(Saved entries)

= Beginning of Section =

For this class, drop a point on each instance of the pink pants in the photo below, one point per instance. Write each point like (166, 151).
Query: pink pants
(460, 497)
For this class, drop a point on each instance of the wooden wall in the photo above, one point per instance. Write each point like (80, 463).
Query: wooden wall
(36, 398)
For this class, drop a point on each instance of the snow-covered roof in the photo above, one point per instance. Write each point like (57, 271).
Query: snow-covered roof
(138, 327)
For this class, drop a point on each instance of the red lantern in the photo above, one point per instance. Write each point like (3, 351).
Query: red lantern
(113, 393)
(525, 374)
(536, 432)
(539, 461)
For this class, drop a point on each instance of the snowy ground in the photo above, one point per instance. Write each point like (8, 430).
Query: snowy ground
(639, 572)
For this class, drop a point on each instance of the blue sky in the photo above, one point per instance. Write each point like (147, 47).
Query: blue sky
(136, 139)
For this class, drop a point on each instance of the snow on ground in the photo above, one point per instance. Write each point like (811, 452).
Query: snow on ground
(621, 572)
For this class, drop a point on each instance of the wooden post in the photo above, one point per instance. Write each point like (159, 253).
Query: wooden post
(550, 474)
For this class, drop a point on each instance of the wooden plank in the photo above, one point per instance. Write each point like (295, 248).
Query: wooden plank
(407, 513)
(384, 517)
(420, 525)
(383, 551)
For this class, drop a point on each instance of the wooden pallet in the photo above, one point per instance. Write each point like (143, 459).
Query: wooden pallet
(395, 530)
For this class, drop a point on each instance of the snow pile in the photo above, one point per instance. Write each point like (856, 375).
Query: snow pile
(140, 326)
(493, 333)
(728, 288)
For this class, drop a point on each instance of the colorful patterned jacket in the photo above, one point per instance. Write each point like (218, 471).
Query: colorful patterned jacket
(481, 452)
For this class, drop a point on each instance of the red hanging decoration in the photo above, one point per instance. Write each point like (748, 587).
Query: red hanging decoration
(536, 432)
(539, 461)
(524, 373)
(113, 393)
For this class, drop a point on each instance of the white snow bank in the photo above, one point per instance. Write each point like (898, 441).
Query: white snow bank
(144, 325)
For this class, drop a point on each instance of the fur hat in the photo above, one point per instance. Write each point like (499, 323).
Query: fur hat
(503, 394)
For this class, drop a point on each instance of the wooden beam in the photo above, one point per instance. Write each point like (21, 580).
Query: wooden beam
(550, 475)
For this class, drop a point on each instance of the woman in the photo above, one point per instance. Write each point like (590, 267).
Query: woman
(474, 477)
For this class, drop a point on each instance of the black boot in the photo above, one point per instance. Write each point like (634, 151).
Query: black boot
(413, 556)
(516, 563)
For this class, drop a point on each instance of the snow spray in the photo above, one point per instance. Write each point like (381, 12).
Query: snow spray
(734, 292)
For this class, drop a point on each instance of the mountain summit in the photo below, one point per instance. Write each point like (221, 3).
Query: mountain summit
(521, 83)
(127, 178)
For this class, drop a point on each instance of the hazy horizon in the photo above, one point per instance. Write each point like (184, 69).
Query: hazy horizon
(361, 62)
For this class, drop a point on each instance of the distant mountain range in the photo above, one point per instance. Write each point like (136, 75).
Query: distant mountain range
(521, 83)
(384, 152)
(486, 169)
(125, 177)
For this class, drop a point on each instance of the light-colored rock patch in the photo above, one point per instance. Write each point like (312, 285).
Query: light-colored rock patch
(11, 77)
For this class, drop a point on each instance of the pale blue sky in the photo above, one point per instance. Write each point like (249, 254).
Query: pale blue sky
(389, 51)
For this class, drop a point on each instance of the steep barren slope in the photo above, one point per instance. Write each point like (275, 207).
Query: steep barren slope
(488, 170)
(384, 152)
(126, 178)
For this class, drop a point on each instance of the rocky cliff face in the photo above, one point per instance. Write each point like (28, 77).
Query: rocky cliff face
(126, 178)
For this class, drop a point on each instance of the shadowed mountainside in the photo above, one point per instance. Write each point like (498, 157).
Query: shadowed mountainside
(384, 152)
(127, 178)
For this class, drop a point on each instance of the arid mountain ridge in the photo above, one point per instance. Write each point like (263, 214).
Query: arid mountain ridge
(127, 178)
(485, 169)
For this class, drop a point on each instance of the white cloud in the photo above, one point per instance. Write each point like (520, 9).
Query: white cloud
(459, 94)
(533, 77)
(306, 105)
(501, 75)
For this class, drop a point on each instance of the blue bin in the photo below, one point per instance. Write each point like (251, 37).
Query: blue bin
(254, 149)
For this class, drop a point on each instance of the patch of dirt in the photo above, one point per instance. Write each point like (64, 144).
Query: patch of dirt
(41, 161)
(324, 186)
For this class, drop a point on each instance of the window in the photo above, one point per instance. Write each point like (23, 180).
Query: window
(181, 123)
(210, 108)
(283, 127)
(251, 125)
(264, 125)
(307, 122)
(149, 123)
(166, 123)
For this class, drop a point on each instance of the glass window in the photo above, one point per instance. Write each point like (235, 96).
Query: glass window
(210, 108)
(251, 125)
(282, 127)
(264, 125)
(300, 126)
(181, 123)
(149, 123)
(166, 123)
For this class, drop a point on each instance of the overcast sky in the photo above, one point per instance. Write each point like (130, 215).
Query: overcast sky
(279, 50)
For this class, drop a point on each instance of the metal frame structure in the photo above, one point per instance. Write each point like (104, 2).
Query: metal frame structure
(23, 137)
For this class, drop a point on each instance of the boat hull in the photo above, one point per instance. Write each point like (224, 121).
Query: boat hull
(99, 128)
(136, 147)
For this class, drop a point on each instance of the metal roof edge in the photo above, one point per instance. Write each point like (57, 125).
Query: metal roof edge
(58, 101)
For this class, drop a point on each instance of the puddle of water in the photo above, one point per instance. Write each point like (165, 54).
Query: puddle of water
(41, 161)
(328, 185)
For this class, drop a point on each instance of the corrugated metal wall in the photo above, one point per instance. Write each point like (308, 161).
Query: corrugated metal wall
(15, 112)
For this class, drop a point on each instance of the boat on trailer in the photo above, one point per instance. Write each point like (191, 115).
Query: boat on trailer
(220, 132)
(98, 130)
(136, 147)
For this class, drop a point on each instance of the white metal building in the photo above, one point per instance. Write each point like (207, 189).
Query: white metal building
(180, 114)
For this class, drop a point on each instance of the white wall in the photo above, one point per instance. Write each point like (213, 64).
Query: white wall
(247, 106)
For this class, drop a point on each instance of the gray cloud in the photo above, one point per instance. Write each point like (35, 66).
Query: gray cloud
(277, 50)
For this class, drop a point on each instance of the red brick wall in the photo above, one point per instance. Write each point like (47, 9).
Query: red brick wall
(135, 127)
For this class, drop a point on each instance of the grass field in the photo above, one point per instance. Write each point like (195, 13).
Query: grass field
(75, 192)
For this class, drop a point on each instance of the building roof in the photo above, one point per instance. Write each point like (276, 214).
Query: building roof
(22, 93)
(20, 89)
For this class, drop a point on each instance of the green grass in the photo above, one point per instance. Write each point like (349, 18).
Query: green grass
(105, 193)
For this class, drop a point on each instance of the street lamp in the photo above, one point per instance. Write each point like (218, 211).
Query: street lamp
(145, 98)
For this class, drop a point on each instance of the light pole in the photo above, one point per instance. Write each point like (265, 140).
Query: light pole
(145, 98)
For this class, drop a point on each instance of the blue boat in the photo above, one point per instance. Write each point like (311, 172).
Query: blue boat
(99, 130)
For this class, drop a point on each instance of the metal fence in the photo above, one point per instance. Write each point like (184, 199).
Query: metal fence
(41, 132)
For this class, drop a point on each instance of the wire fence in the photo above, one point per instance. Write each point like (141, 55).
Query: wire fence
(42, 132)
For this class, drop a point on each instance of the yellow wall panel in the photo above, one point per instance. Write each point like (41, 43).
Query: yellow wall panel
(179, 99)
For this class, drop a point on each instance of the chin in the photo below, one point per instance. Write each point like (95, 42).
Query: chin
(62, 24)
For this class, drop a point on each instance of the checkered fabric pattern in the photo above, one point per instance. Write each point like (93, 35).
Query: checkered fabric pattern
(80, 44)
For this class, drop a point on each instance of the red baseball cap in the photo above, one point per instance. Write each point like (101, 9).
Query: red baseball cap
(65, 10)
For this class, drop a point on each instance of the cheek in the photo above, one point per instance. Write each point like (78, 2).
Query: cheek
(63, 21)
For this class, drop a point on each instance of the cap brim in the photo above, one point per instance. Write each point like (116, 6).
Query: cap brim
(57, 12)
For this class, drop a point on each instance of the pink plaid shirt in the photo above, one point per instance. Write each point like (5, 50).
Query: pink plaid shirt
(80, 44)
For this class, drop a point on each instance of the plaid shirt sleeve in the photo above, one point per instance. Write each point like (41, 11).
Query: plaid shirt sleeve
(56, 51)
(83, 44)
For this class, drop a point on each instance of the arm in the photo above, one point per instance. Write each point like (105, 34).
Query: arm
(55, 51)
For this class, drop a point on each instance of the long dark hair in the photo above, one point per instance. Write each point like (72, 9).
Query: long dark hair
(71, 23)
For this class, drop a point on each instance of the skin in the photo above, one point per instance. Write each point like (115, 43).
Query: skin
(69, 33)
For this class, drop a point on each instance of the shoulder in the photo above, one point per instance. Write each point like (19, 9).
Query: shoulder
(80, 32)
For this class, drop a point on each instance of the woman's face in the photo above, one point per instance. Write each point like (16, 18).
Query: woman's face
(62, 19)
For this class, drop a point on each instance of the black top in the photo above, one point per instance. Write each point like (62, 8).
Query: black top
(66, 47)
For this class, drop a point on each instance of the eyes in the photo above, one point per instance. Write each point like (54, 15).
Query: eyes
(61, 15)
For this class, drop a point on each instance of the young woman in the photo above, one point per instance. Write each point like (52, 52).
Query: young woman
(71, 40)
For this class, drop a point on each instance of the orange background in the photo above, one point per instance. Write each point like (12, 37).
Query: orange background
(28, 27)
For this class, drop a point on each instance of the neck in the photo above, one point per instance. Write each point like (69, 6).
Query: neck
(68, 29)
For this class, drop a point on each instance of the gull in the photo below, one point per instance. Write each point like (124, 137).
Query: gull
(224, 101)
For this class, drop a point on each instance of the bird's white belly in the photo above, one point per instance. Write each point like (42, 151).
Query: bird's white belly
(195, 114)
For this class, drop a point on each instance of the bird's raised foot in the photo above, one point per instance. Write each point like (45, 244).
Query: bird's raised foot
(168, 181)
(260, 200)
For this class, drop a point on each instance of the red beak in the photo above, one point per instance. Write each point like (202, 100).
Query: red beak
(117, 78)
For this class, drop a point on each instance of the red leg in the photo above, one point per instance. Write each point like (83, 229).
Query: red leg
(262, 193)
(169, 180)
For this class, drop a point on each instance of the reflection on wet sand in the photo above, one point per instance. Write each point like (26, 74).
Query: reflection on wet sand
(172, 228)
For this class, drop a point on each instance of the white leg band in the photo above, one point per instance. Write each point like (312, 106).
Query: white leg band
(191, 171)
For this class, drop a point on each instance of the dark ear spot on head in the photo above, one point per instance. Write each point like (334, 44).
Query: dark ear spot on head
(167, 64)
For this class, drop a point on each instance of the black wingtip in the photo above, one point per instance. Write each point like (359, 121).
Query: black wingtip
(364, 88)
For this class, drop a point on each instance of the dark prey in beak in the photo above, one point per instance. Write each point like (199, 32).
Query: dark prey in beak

= End of Section =

_EXERCISE:_ Go through the records above, find every line with the word "prey", and list those lines.

_OUTPUT:_
For this class, drop a point on each instance of the dark prey in beak in the photo above, one point per instance. Write each point like (199, 32).
Query: dark prey in beak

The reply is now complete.